- _DOCUMENT_
But where do brands go now?
There’s a particular kind of silence happening on Instagram right now. If you’re a brand posting organically on Instagram, you’ll know what I mean.
It’s not the peaceful kind of silence, but the eerie, post-apocalyptic kind.
Instagram is now a digital wasteland where even great content goes to die; posts that would’ve soared two years ago now land with all the grace of a dropped brick. Content crafted with precision, intention, and the same magic that once guaranteed lift. Now? It hits the feed like a ghost signal. No boost. No spark. Just tumbleweeds rolling over content that deserved a crowd.
Stare at your engagement (or lack thereof) long enough and you start to wonder:
Is anyone… actually still on here?
Are we performing theatre to an empty room?
Desperation sets in as brands begin wandering the platform with little bundles of content, hoping someone, somewhere, still sees us?
Instagram wasn’t always like this. It used to feel like the centre of culture. A living, breathing city where brands could build worlds, architect desire, and be rewarded for originality and, let’s face it, simply just showing up.

- _TASK DESCRIPTION_
Answer these questions using the Instagram piece above.
1. What kind of silence does the piece say it is not?
2. With the grace of what do posts that would have soared two years ago now land?
3. Instagram used to feel like the center of what?

- _LISTING_
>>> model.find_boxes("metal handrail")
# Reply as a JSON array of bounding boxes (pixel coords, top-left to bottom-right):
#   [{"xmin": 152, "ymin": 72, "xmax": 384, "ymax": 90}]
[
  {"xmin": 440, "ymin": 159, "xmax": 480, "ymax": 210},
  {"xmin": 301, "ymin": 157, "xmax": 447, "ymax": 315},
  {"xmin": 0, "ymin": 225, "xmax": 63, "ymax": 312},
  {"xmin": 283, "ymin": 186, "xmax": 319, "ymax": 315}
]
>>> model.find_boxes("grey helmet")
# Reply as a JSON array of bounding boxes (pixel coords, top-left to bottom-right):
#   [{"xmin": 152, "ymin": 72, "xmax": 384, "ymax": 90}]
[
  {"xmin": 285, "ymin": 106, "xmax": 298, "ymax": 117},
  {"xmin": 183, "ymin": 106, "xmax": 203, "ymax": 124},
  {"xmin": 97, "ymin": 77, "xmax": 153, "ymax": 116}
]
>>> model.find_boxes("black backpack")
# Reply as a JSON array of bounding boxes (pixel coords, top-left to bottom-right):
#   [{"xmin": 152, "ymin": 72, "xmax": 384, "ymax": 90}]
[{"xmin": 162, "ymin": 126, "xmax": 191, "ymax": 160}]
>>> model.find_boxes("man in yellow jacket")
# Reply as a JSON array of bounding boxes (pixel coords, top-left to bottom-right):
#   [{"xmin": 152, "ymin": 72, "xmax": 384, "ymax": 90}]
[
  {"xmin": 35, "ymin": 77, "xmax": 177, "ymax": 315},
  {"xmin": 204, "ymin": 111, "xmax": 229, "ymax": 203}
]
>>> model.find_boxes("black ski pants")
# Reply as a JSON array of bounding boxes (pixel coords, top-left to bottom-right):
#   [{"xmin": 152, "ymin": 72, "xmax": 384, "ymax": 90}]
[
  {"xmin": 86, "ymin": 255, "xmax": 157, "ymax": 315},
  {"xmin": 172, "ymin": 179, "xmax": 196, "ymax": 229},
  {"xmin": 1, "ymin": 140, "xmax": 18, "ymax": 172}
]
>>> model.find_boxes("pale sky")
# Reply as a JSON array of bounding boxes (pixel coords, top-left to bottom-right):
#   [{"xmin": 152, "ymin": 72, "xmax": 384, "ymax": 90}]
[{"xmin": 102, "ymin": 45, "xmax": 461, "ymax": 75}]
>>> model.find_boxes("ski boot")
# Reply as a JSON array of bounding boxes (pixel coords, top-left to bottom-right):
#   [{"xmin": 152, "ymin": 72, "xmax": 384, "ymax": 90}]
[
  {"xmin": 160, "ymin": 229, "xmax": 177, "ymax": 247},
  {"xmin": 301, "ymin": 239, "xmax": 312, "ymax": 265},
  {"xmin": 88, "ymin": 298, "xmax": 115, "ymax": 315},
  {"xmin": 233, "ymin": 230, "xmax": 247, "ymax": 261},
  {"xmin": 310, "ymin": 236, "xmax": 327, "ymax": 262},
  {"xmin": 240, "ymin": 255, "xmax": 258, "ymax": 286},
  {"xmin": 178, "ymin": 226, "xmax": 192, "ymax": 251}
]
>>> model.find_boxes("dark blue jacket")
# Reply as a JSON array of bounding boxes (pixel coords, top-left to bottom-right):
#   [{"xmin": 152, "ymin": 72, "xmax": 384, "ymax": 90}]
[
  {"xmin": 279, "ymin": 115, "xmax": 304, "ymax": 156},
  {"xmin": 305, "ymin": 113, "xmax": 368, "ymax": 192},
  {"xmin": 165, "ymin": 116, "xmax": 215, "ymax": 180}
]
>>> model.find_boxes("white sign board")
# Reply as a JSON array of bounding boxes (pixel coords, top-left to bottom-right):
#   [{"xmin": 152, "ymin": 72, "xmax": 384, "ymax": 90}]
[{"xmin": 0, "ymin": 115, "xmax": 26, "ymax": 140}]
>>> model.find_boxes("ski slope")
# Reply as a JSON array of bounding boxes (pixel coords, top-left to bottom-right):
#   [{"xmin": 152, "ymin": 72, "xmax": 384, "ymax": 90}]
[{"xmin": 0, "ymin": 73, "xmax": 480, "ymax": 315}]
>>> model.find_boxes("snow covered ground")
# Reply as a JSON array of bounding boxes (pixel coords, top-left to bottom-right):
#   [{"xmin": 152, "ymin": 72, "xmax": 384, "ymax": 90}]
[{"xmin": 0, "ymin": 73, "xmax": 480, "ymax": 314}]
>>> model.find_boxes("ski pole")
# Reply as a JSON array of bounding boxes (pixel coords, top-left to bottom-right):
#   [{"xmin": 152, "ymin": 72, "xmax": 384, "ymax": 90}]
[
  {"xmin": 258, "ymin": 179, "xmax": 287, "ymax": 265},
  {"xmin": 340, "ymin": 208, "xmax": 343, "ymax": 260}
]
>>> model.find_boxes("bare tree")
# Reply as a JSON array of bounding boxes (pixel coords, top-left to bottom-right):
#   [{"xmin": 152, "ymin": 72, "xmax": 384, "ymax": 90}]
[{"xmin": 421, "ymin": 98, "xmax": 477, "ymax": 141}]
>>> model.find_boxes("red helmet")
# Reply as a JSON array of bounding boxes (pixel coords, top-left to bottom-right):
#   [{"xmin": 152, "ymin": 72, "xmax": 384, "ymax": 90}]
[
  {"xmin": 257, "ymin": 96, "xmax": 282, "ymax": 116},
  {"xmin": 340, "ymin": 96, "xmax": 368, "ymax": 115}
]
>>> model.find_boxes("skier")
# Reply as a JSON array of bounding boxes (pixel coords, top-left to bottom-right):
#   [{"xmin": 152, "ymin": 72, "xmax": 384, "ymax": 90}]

- _EXERCISE RESPONSE_
1. The peaceful kind.
2. A dropped brick.
3. Culture.